• **What to work on**:
Pick up the press release on the new California water bond after its last sentence and keep writing it.

— start Page extract —

Community Water Center

Community-driven water solutions through organizing, education, and advocacy

New Water Bond Advances Human Right to Water

August 14, 2014

Omar Carrillo, Policy Analyst, 916-706-3346 (office), 619-829-3553 (cell), or


New Water Bond Advances Human Right to Water

The Community Water Center supports a new bond that targets funding to small communities

Sacramento – A new $7.5-billion water bond passed Wednesday night is an opportunity to allocate resources to communities that lack access to clean, safe and affordable drinking water.

Community Water Center (CWC) advocates and partners were brought into last-minute negotiations between key legislative leaders and the Governor’s office to ensure the new bond, Assembly Bill 1471, emphasizes the human right to water and targets resources to impacted communities.

“Access to safe and affordable water is a basic human right,” said Susana De Anda, CWC Co-Executive Director and Co-Founder. “The Community Water Center supports this water bond because it plays a vital role in our efforts to ensure all Californians have access to safe, clean and affordable drinking water.”

The new water bond commits a minimum of $691 million for disadvantaged communities and prioritizes funding for small communities and regional collaboration.

“Many of the communities we work with have been without safe drinking water for years,” said Omar Carrillo, CWC Policy Analyst. “This bond allocates resources to the California communities whose drinking water supplies are at risk due to inadequate infrastructure. While not perfect, this new bond offers the best available alternative, because it focuses scarce resources where they are needed the most.”

The $7.545-billion water bond will replace an $11.1 billion bond that had previously been planned for the November ballot. California voters now have an opportunity to pass a water bond with focused resources to advance the human right to water.

— end Page extract —
— start Material —

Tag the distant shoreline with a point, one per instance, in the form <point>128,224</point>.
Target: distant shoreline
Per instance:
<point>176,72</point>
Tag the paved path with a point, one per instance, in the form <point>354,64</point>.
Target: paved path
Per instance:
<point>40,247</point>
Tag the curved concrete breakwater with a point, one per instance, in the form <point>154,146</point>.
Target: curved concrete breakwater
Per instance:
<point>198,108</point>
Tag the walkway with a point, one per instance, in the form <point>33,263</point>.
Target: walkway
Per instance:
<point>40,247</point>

— end Material —

• **Reply to the exercise**:
“With the drought, countless communities that already had unsafe drinking water have seen conditions worsen, and some have lost their water source completely,” said De Anda. “Small, rural low-income communities and communities of color need financial and technical resources to address chronic drinking water problems that are only being magnified by the drought.”



Water bond analysis
The new water bond dedicates $520 million to projects that provide clean, safe and reliable drinking water. Of that $520 million, $260 million would fund drinking water infrastructure improvements and $260 million would go to waste water infrastructure. Both funds would give priority to projects that serve disadvantaged communities (DACs), especially small ones. Each fund also prioritizes projects that implement regional solutions and collaboration.

For the first time, this water bond would make state resources available to communities reliant on state small water systems and private wells, which had been excluded from most previous water bond financing. By including these small communities and prioritizing resources through a Small Community Grant Fund, this water bond would ensure that impacted communities have access to the public resources intended to create safe drinking water systems for all.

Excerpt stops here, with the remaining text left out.